Distance from Centroid
Description
Calculate and plot group distance from centroid (grand mean)
Usage
mm_grp_dists(dat, grps, plots = TRUE)
Arguments
dat |
a 2d matrix of data. Presumably PC scores |
grps |
a vector defining group IDs |
plots |
Logical. Should distances be plotted as boxplots? If FALSE, distance calculations are still performed |
Value
A list containing individual distances from the sample mean shape. If
plots=TRUE
, will also visualize results
Plot Arrays of groups
Description
Attempts to optimally format a grid of arrays by group
Usage
mm_grps_PlotArray(A, grps, reset_par = TRUE)
Arguments
A |
an array to be plotted |
grps |
a vector defining group IDs to subset along the 3rd dimension of the array |
reset_par |
Optional, default = TRUE. If false, do not reset graphic parameters in order to create complex plots. |
Details
4 Groups will plot as a 2x2 grid, while 9 groups plot in a 3x3. Function is experimental
Value
Returns no values, produces a series of plots.
Take a color and modify it
Description
Modify color/transparency using hsv syntax
Usage
mm_mute_cols(cols, s = NULL, v = NULL, alpha = 0.4)
Arguments
cols |
a vector of colors, eg: "#0066FF" |
s |
Either a single value or a vector of same length as cols specifying a new saturation (range 0-1). colors darken to black (0). |
v |
Either a single value or a vector of same length as cols specifying a new value (range 0-1). colors lighten to white (0) |
alpha |
Either a single value or a vector of same length as cols specifying a transparency value (range 0-1). colors translucent at 0. |
Value
A vector of colors that have been modified in saturation, value, or alpha
Plot Calendar Days
Description
Pretty PCA
Usage
mm_pretty_pca(PCA, xPC = 1, yPC = 2, clas_col = NULL, legend_cex = 0.8)
Arguments
PCA |
Input data either prcomp or mmPCA. |
xPC |
The PC to plot on the x axis |
yPC |
The PC to plot on the y axis |
clas_col |
A character vector of groupings. Each level will be plotted as a different color. |
legend_cex |
A scaling factor to be applied specifically to the legend. Set to NULL for scatterplot only. |
Details
A better PCA plot
Value
Returns no object, plots results of PCA
Geometric Scaling
Description
Calculate the geometric mean of a vector and scale all values by it.
Usage
mm_transf_geom(x)
Arguments
x |
A numeric vector to be scaled. Missing values will produce NA, conduct knn imputation using mm_FillMissing first. |
Value
Returns a scaled vector
Examples
mm_transf_geom(1:10)
natural log transform
Description
Transform a vector by the natural log.
Usage
mm_transf_log(x)
Arguments
x |
A numeric vector to be scaled. Missing values will produce NA, conduct knn imputation using mm_FillMissing first. |
Value
Returns a scaled vector
Examples
mm_transf_log(1:10)
Common log transform
Description
Transform a vector by the common log (base 10).
Usage
mm_transf_log10(x)
Arguments
x |
A numeric vector to be scaled. Missing values will produce NA, conduct knn imputation using mm_FillMissing first. |
Value
Returns a scaled vector
Examples
mm_transf_log10(1:10)

-*-*-

Problem A:
Answer these questions from the function reference:
(i) How will 9 groups be laid out by mm_grps_PlotArray?
(ii) What is the default alpha value in mm_mute_cols?
(iii) Which function does the function reference say to use first for knn imputation of missing values?
Problem B: Copy word for word the part of the function reference between "natural log transform" and "mm_transf_log(1:10)", inclusive.

Recorded data:
-*-*-

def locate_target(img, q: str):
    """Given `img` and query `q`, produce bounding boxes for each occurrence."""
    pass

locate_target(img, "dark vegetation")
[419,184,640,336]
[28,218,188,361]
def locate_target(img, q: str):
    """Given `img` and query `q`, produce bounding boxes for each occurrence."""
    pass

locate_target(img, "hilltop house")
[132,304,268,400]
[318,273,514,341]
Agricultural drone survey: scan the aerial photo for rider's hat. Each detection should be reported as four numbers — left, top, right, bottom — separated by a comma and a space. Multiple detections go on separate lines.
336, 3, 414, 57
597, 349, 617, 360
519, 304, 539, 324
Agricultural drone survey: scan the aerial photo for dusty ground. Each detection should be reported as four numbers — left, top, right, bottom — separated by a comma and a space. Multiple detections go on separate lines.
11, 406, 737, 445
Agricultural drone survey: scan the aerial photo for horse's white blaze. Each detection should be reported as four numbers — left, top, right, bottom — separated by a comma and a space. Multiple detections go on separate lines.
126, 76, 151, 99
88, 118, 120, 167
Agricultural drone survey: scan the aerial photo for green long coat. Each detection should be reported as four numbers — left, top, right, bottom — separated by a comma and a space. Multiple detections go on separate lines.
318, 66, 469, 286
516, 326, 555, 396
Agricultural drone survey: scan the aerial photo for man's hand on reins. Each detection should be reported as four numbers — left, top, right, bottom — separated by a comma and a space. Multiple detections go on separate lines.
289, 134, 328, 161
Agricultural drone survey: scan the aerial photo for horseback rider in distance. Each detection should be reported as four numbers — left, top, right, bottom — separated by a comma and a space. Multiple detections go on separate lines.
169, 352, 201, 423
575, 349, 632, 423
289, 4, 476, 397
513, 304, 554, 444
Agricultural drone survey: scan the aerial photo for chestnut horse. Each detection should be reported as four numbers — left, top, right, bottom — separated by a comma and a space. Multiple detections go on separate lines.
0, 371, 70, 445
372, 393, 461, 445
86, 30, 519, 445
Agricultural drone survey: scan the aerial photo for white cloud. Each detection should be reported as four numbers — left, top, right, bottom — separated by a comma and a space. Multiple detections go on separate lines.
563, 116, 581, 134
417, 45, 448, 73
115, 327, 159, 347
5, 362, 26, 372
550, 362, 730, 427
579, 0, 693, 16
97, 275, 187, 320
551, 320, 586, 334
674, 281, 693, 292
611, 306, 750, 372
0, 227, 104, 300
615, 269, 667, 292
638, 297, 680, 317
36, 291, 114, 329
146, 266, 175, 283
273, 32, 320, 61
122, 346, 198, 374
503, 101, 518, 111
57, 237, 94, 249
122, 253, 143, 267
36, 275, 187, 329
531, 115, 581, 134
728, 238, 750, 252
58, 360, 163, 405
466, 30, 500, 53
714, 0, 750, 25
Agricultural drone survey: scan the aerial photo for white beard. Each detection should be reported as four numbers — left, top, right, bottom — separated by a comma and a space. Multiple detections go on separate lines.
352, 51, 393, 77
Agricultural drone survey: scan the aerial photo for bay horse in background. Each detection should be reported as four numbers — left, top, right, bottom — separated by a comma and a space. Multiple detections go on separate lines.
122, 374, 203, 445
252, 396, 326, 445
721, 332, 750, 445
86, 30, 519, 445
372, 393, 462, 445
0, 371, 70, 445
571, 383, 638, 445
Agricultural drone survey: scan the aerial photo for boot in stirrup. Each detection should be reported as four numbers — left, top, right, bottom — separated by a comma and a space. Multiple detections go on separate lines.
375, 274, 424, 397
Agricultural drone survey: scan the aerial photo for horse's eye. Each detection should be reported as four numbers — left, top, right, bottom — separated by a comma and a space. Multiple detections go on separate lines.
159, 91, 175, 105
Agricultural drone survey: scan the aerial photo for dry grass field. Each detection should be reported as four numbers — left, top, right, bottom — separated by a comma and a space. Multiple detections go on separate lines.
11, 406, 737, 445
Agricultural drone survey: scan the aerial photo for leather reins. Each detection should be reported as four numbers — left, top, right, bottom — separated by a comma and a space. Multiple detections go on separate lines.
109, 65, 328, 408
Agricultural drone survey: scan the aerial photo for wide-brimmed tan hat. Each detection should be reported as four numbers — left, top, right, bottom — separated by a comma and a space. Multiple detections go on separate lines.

-*-*-

Solution A:
(i) As a 3x3 grid.
(ii) 0.4.
(iii) mm_FillMissing.

Solution B:
natural log transform
Description
Transform a vector by the natural log.
Usage
mm_transf_log(x)
Arguments
x |
A numeric vector to be scaled. Missing values will produce NA, conduct knn imputation using mm_FillMissing first. |
Value
Returns a scaled vector
Examples
mm_transf_log(1:10)